◆ Extract
Segment Open

# Optimizing the Sumcheck Prover: Small Values and Equality Polynomials
The sumcheck protocol is important in modern SNARKs, but its prover runtime can be a significant bottleneck. This document details two complementary optimizations that accelerate sumcheck proving in common applications: **(1)** when the polynomial evaluations involve values small relative to the field size, and **(2)** when the summed polynomial contains an equality polynomial factor, $eq(w, X)$.
References used for this note:
- *Bagad and al. paper:* https://eprint.iacr.org/2025/1117.pdf
- LambdaClass blog posts:
- *Optimizing sumcheck:* https://blog.lambdaclass.com/optimizing-sumcheck/
- *How factoring equality polynomials optimizes sumcheck:* https://blog.lambdaclass.com/how-factoring-equality-polynomials-optimizes-sumcheck/
## Notation and Assumptions
### Notation
| Symbol | Definition |
| :--- | :--- |
| $\ell$ | The number of variables in the multilinear polynomials. |
| $N$ | The size of the summation domain, $N = 2^\ell$. |
| $\mathbb{F}$ | A finite field. |
| $p_1, \dots, p_d$ | $d$ multilinear polynomials in $\ell$ variables. |
| $g(X)$ | The polynomial being summed, often $g(X) = \prod_{k=1}^d p_k(X)$. |
| $s_i(X_i)$ | The univariate polynomial sent by the prover in round $i$. |
| $r_1, \dots, r_\ell$ | Random challenges from the verifier. We denote $r_{[<i]} = (r_1, \dots, r_{i-1})$. |
| $\text{eq}(w, X)$ | The multilinear extension of the equality function for $w \in \{0, 1\}^\ell$. |
| $ss, sl, ll$ | Cost of a small-by-small, small-by-large, and large-by-large field multiplication. |
| $\ell_0$ | The number of initial rounds to apply the small-value optimization. |
| $U_d$ | An evaluation set for degree-$d$ polynomials, e.g., $U_d := \{\infty, 0, 1, \dots, d-1\}$. |
### Assumptions
1. **Streaming Access**: We assume the prover can stream evaluations of the base polynomials $p_k(x)$ for $x \in \{0, 1\}^\ell$ in lexicographical order. This is typical in zkVMs where evaluations correspond to an execution trace.
2. **Small Values**: In the "small-value" setting, we assume that for all $k \in [d]$ and $x \in \{0, 1\}^\ell$, the evaluation $p_k(x)$ is "small" (e.g., fits in a single machine word) relative to elements of the prime field $\mathbb{F}$.
## The Baseline: Linear-Time Sumcheck
The sumcheck protocol proves a claim of the form $\sum_{x \in \{0,1\}^\ell} g(x) = C$. In each round $i \in [1, \ell]$, the prover's main task is to compute the univariate polynomial:
\begin{equation}
s_i(X_i) = \sum_{x' \in \{0,1\}^{\ell-i}} g(r_1, \dots, r_{i-1}, X_i, x').
\end{equation}
The prover then sends evaluations of $s_i$ on a set $U_d$ to the verifier. A standard linear-time, linear-space algorithm maintains arrays of polynomial evaluations, halving their size in each round by binding the verifier's challenge.

Segment Closed

◆ Problem description
Extend the sumcheck prover note above, continuing directly after its last sentence, which ends "halving their size in each round by binding the verifier's challenge."

◆ Data under study
Segment Open

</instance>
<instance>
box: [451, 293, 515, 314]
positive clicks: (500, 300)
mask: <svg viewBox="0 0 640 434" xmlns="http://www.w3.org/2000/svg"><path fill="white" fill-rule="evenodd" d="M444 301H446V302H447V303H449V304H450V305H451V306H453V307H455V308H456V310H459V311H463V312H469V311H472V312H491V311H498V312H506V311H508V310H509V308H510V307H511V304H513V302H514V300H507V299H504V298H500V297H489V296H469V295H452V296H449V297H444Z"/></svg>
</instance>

Segment Closed

◆ Response to the task
**Cost Profile**:
* **Round 1**: All initial evaluations $\{p_k(x)\}$ are small. Computing $s_1$ involves only cheap $ss$ multiplications. Binding the first challenge $r_1$ requires $sl$ multiplications.
* **Round 2 onwards**: The polynomial evaluations are now random linear combinations involving $r_1$ and are thus "large" elements of $\mathbb{F}$. All subsequent computations, including products and challenge binding, require expensive $ll$ multiplications.
The dominant cost is therefore concentrated in the first few rounds after round 1, where the summation domain is largest. The total cost is dominated by $\approx \frac{d(d+1)}{2} N \cdot \text{cost}(ll)$. Our goal is to mitigate this high cost.
## Optimization 1: Small Value Sumcheck
This optimization replaces expensive `ll` multiplications with cheaper `ss` and `sl` multiplications during the initial $\ell_0$ rounds of the protocol.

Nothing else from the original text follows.